== TO BE DONE ==
Tally the rows in the records below that contain the word "line", and reply with that count alone.

== INPUT FOR THIS TASK ==

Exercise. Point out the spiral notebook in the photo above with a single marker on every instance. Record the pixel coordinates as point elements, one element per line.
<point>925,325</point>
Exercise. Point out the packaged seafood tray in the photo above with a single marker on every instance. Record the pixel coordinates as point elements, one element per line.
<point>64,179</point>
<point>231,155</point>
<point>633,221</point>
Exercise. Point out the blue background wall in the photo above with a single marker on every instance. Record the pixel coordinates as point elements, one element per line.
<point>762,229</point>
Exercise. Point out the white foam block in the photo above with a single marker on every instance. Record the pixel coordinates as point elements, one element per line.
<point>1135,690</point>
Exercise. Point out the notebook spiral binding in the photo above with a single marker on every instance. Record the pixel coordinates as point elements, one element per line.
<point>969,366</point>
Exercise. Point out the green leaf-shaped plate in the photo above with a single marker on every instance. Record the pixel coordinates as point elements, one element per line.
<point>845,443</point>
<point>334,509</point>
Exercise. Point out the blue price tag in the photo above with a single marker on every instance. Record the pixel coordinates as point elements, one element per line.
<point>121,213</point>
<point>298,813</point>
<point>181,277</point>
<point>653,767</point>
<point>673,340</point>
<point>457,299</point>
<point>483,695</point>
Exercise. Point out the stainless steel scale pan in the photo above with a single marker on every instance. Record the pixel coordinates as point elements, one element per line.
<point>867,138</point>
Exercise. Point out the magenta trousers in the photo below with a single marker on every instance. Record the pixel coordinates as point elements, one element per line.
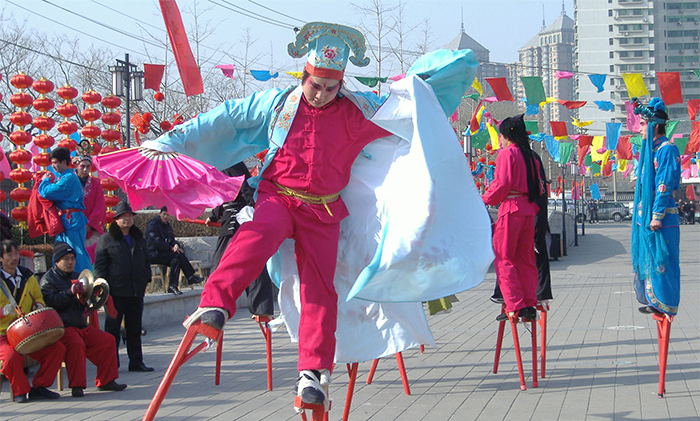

== THE SOLUTION ==
9